**Gösterilen Metin**
- dokunma kağıdıma. yoksa ben bir karıncayı bile incitmeyen, ben yaşar usta çeker vururum seni.
+ çık lan dışarı.
- koskoca profesör doktor mehmet bey sen mi büyüksün? hayır ben büyüyüğüm ben yaşar usta.
aptallaşmıştım, şaşırmıştım, hoca beni nasıl yakaladı diye. kimya dersiydi, hocaya şu soruyu sordum sonra sınıfı terkettim.
-hocam şu sorunun cevabı neydi
sınıftan çıkarkem hocanın sesi geliyordu.
-terbiyesize bak hem kopya çekerken yakalanıyor hemde sorunun cevabı ne diye soruyor.
(hocanın beni yakalama ihtimali yok gibiydi benim için çünkü sıranın altının vidalarını söküp kopyaları oraya yazmıştım dizlerimle ileri çekip sorulara bakıyordum sanırım birini çok ileri yazdım göremediğimden biraz sıra altına eğilmemle yakalanmıştım)

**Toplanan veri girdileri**
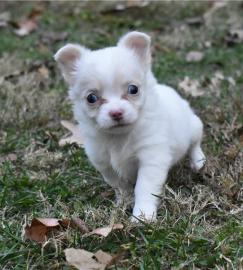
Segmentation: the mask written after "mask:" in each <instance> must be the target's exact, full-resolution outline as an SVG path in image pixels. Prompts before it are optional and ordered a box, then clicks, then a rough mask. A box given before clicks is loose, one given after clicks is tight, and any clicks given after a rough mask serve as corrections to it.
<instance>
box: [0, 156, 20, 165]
mask: <svg viewBox="0 0 243 270" xmlns="http://www.w3.org/2000/svg"><path fill="white" fill-rule="evenodd" d="M17 158H18V157H17V155H16V154H8V155H6V156H3V157H0V163H3V162H5V161H16V160H17Z"/></svg>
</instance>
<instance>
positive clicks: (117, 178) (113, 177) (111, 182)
mask: <svg viewBox="0 0 243 270" xmlns="http://www.w3.org/2000/svg"><path fill="white" fill-rule="evenodd" d="M100 171H101V173H102V176H103V177H104V180H105V181H106V183H108V184H109V185H110V186H111V187H112V188H114V190H115V193H116V203H117V205H118V206H123V207H125V208H126V207H127V206H128V205H130V204H131V203H132V201H133V198H132V197H133V196H132V185H131V183H129V182H128V181H124V179H122V178H121V177H120V176H119V175H118V174H117V173H116V172H115V171H114V170H113V169H112V168H111V167H109V168H105V169H104V168H103V169H102V170H100Z"/></svg>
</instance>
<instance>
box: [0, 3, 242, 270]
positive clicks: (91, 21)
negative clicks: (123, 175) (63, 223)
mask: <svg viewBox="0 0 243 270" xmlns="http://www.w3.org/2000/svg"><path fill="white" fill-rule="evenodd" d="M106 4H107V3H106ZM39 5H41V8H42V9H43V12H42V16H41V19H40V22H39V28H38V29H37V31H36V32H34V33H32V34H31V35H29V36H26V37H24V38H20V37H18V36H16V35H14V34H13V31H12V30H13V29H12V28H11V27H7V28H1V29H0V34H1V42H0V62H1V65H0V74H1V76H2V74H3V75H5V77H4V78H3V80H2V81H1V80H0V81H1V88H0V117H1V121H0V160H3V159H6V156H7V155H8V154H13V153H14V154H16V156H17V159H16V160H12V161H11V160H5V161H1V163H0V217H1V218H0V268H1V269H71V268H70V267H69V266H68V265H67V264H66V262H65V258H64V253H63V250H64V249H65V248H67V247H74V248H84V249H87V250H89V251H92V252H93V251H96V250H98V249H102V250H104V251H107V252H110V253H117V252H120V251H121V250H125V253H124V256H123V258H122V259H121V260H120V261H119V262H118V263H117V265H116V266H112V267H111V269H141V270H142V269H242V268H243V221H242V220H243V214H242V213H243V211H242V210H243V209H242V203H243V174H242V172H243V165H242V164H243V151H242V146H243V139H242V136H243V133H242V123H243V117H242V115H243V107H242V104H243V102H242V101H243V94H242V93H243V92H242V86H243V80H242V76H241V74H242V72H243V66H242V61H243V47H242V44H235V45H234V46H228V45H227V43H226V41H225V36H226V35H227V32H228V30H230V29H231V28H237V27H239V25H241V26H242V23H243V22H242V18H241V16H240V14H241V12H242V2H237V3H236V2H231V3H229V4H228V5H227V6H226V7H223V8H221V9H219V10H217V11H216V12H215V14H214V16H213V18H212V21H211V22H210V24H209V25H205V24H204V23H203V24H201V25H200V26H194V25H188V24H187V19H188V18H193V17H197V16H202V15H203V14H205V12H206V11H207V10H209V9H210V4H209V3H208V2H193V3H192V2H183V3H179V2H172V3H170V2H168V3H167V2H164V3H153V4H150V5H149V6H148V7H144V8H141V9H136V8H131V9H127V10H126V11H125V12H115V11H110V12H107V10H109V8H107V7H106V6H105V5H103V4H102V3H99V4H97V3H96V4H94V2H91V3H89V4H87V6H85V7H82V6H83V5H84V4H83V3H80V4H77V3H68V4H67V3H65V2H64V3H54V2H53V3H49V2H48V3H47V2H46V3H44V4H40V3H35V2H26V3H21V5H19V4H17V2H12V3H4V4H2V5H1V7H2V9H3V10H7V11H10V12H11V15H12V17H13V18H18V17H19V14H21V15H22V14H23V16H27V15H28V13H29V12H30V11H31V10H32V8H34V7H36V6H38V7H39ZM169 14H170V15H169ZM232 18H233V19H232ZM130 29H138V30H142V31H146V32H148V33H149V34H150V35H151V36H152V38H153V44H154V49H153V55H154V66H153V67H154V72H155V74H156V76H157V78H158V79H159V81H161V82H164V83H167V84H169V85H172V86H174V87H178V83H179V82H180V81H181V80H183V78H184V77H185V76H189V77H190V78H193V79H196V80H199V81H200V83H201V85H202V87H203V88H204V90H205V95H203V96H201V97H197V98H193V97H190V96H185V93H184V92H183V91H182V90H179V91H180V93H181V94H182V95H183V96H185V97H186V98H187V99H188V100H189V101H190V103H191V104H192V106H193V108H194V109H195V110H196V112H197V113H198V114H199V115H200V117H201V118H202V119H203V122H204V124H205V136H204V141H203V148H204V150H205V152H206V154H207V158H208V162H207V165H206V168H205V169H204V171H203V172H202V173H200V174H195V173H192V172H191V171H190V170H189V169H188V165H187V162H182V163H181V164H178V166H176V168H174V169H173V170H172V171H171V173H170V176H169V179H168V182H167V185H166V187H165V190H164V194H163V195H162V196H161V204H160V209H159V218H158V221H157V223H155V224H141V225H140V226H134V225H132V224H130V222H129V216H130V213H129V212H126V213H124V212H123V211H122V210H121V209H117V208H116V207H115V206H114V194H111V196H110V197H106V196H104V195H103V194H104V192H106V191H107V190H108V191H109V190H110V188H109V187H107V186H106V184H105V183H104V182H103V181H102V179H101V176H100V174H99V173H98V172H97V171H95V170H94V168H93V167H92V166H91V165H90V164H89V162H88V160H87V158H86V156H85V153H84V151H83V149H80V148H78V147H77V146H76V145H67V146H65V147H62V148H61V147H59V146H58V140H59V138H60V137H61V136H62V135H63V134H64V133H65V131H64V129H63V128H62V127H61V125H60V120H61V119H72V112H71V106H70V104H69V101H68V99H67V89H66V86H65V85H64V83H63V81H62V78H61V76H60V74H59V71H58V70H57V68H56V65H55V63H54V61H53V59H52V55H53V54H54V53H55V51H56V50H57V49H58V48H60V47H61V46H62V45H63V44H65V43H66V42H67V41H72V42H78V43H82V44H84V45H86V46H88V47H91V48H100V47H103V46H108V45H114V44H115V42H116V40H117V39H118V37H119V36H120V35H121V34H123V33H125V32H127V31H129V30H130ZM64 31H65V32H67V33H68V37H67V38H66V40H59V41H58V40H53V39H51V38H49V39H47V41H45V39H44V38H43V37H45V35H46V33H52V32H54V33H57V32H59V33H60V32H64ZM53 35H54V34H51V36H53ZM206 41H210V43H211V46H209V47H207V46H205V42H206ZM191 50H200V51H203V52H204V59H203V60H202V61H201V62H198V63H188V62H186V60H185V56H186V54H187V53H188V52H189V51H191ZM40 67H45V68H46V69H47V72H48V75H47V76H45V74H44V75H43V73H41V71H40ZM216 71H220V72H221V73H222V74H223V76H224V79H223V80H221V81H220V82H219V84H217V85H215V86H214V87H212V85H211V80H212V78H214V77H215V72H216ZM1 76H0V77H1ZM229 77H231V78H233V80H234V81H235V85H234V84H232V83H230V82H229V80H228V78H229ZM72 216H78V217H80V218H82V219H83V220H84V221H85V222H86V224H87V226H88V227H90V228H91V229H93V228H97V227H99V226H106V225H109V223H111V222H113V221H114V222H122V223H123V224H124V225H125V227H124V230H121V231H115V232H112V233H111V234H110V235H109V236H108V237H107V238H99V237H97V236H89V237H84V236H82V235H80V233H79V232H78V231H76V230H73V229H70V230H63V231H61V232H60V235H54V236H53V237H52V238H51V239H50V240H49V242H48V244H46V245H45V246H43V247H42V246H40V245H38V244H36V243H34V242H31V241H29V240H26V239H24V237H23V234H22V231H23V227H24V226H25V224H26V223H30V221H31V219H32V218H33V217H57V218H70V217H72Z"/></svg>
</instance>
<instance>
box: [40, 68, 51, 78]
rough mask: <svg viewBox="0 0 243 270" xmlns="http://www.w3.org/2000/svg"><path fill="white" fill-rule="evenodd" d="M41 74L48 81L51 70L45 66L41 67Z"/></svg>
mask: <svg viewBox="0 0 243 270" xmlns="http://www.w3.org/2000/svg"><path fill="white" fill-rule="evenodd" d="M38 72H39V74H40V75H41V76H42V77H43V78H44V79H48V78H49V70H48V69H47V68H46V67H45V66H41V67H40V68H39V69H38Z"/></svg>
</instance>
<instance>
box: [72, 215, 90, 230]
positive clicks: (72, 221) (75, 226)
mask: <svg viewBox="0 0 243 270" xmlns="http://www.w3.org/2000/svg"><path fill="white" fill-rule="evenodd" d="M71 226H74V227H77V228H78V229H79V231H80V232H81V233H88V232H89V229H88V228H87V226H86V224H85V222H84V221H83V220H82V219H80V218H77V217H75V218H72V219H71Z"/></svg>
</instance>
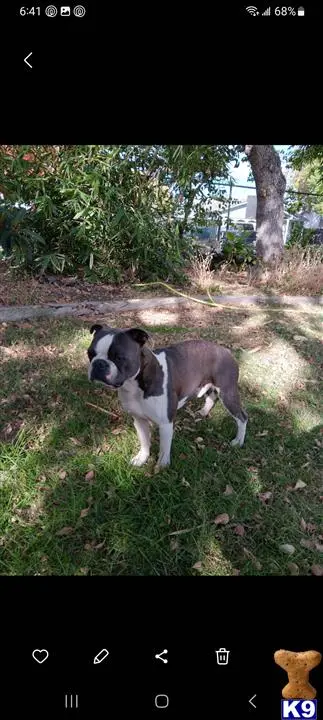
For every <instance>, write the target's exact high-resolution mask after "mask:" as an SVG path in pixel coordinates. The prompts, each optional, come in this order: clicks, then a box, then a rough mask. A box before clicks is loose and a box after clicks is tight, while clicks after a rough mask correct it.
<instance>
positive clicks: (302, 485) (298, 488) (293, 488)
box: [293, 480, 306, 490]
mask: <svg viewBox="0 0 323 720" xmlns="http://www.w3.org/2000/svg"><path fill="white" fill-rule="evenodd" d="M304 487H306V483H304V482H303V480H297V483H296V485H294V487H293V490H303V488H304Z"/></svg>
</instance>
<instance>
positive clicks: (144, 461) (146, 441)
mask: <svg viewBox="0 0 323 720" xmlns="http://www.w3.org/2000/svg"><path fill="white" fill-rule="evenodd" d="M133 422H134V426H135V428H136V430H137V435H138V438H139V442H140V450H139V453H137V455H135V457H133V458H132V459H131V460H130V462H131V465H136V466H137V467H140V466H141V465H144V464H145V462H146V461H147V460H148V458H149V453H150V441H151V432H150V427H149V422H148V420H144V419H143V418H136V417H135V418H134V419H133Z"/></svg>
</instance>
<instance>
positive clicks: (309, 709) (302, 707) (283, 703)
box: [282, 700, 317, 720]
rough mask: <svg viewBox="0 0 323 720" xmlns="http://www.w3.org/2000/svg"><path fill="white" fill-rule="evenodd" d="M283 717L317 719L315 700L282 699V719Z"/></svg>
mask: <svg viewBox="0 0 323 720" xmlns="http://www.w3.org/2000/svg"><path fill="white" fill-rule="evenodd" d="M285 718H290V720H292V718H310V720H317V700H282V720H285Z"/></svg>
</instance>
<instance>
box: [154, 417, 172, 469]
mask: <svg viewBox="0 0 323 720" xmlns="http://www.w3.org/2000/svg"><path fill="white" fill-rule="evenodd" d="M173 432H174V424H173V423H172V422H171V423H164V424H163V425H159V441H160V448H159V457H158V460H157V466H156V467H157V469H158V468H160V467H165V465H169V463H170V450H171V446H172V440H173Z"/></svg>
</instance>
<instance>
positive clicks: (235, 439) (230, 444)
mask: <svg viewBox="0 0 323 720" xmlns="http://www.w3.org/2000/svg"><path fill="white" fill-rule="evenodd" d="M230 445H231V447H237V446H239V447H242V445H243V442H241V440H239V438H234V440H231V442H230Z"/></svg>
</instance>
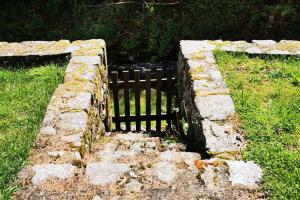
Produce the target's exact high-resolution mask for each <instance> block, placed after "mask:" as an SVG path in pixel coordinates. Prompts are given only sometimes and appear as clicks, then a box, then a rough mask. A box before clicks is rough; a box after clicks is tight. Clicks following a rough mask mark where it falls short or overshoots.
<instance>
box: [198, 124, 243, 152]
mask: <svg viewBox="0 0 300 200" xmlns="http://www.w3.org/2000/svg"><path fill="white" fill-rule="evenodd" d="M202 126H203V134H204V136H205V140H206V148H207V149H208V150H209V151H210V152H212V153H222V152H228V151H238V150H240V149H241V148H242V147H243V146H244V144H243V142H242V140H241V138H242V136H241V135H240V134H238V133H236V132H235V131H234V130H233V128H232V125H230V124H225V125H222V126H221V125H218V124H217V123H214V122H212V121H210V120H208V119H204V120H203V121H202Z"/></svg>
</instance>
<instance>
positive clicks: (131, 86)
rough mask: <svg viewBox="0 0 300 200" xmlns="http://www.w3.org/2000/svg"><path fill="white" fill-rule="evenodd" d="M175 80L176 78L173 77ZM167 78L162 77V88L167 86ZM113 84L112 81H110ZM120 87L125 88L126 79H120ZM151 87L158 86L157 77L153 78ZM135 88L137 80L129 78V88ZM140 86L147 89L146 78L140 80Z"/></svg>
mask: <svg viewBox="0 0 300 200" xmlns="http://www.w3.org/2000/svg"><path fill="white" fill-rule="evenodd" d="M172 80H173V81H175V78H172ZM167 81H168V80H167V78H162V88H163V89H164V88H166V87H167ZM110 84H112V82H110ZM118 87H119V89H124V81H118ZM151 87H152V88H155V87H156V79H151ZM134 88H135V81H134V80H129V89H134ZM140 88H141V89H146V80H140Z"/></svg>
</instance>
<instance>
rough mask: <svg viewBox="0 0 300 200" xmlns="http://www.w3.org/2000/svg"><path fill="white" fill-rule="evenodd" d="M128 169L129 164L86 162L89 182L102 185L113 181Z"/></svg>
mask: <svg viewBox="0 0 300 200" xmlns="http://www.w3.org/2000/svg"><path fill="white" fill-rule="evenodd" d="M129 171H130V168H129V165H127V164H119V163H88V164H87V167H86V175H87V177H88V181H89V183H90V184H92V185H102V186H104V185H107V184H111V183H115V182H116V181H118V179H119V178H120V177H121V176H122V175H123V174H124V173H126V172H129Z"/></svg>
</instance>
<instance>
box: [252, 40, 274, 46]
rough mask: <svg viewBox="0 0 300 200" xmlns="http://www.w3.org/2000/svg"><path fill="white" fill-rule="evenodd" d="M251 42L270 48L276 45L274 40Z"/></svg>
mask: <svg viewBox="0 0 300 200" xmlns="http://www.w3.org/2000/svg"><path fill="white" fill-rule="evenodd" d="M252 42H253V43H254V44H257V45H261V46H271V45H275V44H276V42H275V41H274V40H252Z"/></svg>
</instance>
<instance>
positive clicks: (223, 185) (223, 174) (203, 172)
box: [201, 160, 234, 199]
mask: <svg viewBox="0 0 300 200" xmlns="http://www.w3.org/2000/svg"><path fill="white" fill-rule="evenodd" d="M201 179H202V180H203V181H204V184H205V186H206V187H207V189H208V192H209V194H210V195H209V196H210V197H211V198H212V199H234V198H233V191H232V189H231V183H230V181H229V175H228V167H227V166H226V165H224V163H223V162H222V161H219V160H215V161H214V164H211V165H207V166H206V167H205V170H204V172H203V173H202V174H201Z"/></svg>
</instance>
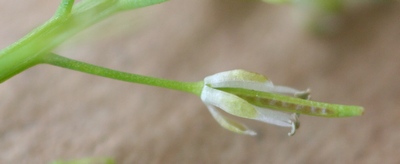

**Etkinlikler**
1. Kopya anlatısında "hocanın beni yakalama ihtimali" sözleriyle açılan paragrafı, ana bilgileri koruyarak kısa bir madde listesine dönüştürün.
2. Kopya anlatısını son cümleden sonra sürdürün.
Girdilerin buradaki çalışmayla bir ilgisi yoktur.

**Görev Yanıtları**
1.
- Anlatıcı, hocanın kendisini yakalayamayacağını düşünüyordu.
- Sıranın altının vidalarını söküp kopyaları oraya yazmıştı.
- Sırayı dizleriyle ileri çekerek sorulara bakıyordu.
- Kopyalardan birini çok ileriye yazdığı için onu göremedi.
- Görebilmek için sıranın altına biraz eğilince yakalandı.

2.
geçen girdiğim sınavda adamın teki sağa sola uzuyordu cevapları arkadaşlarından alabilmek için, eline de küçük kağıtlar almış, avcunun içinde saklıyarak cevapları bir güzel yazıyordu. hocalardan biri fark edip yanına yaklaştı, kağıdını aldı... bebe tabi;
-hocam napıyorsunuz hocam ya.
-ya olum salak yerine koyup durma bizi ver şu kağıtları
(bkz: dumur bir)
-hocam valla vermem çoluk çocuk aç, anam hasta babam yok..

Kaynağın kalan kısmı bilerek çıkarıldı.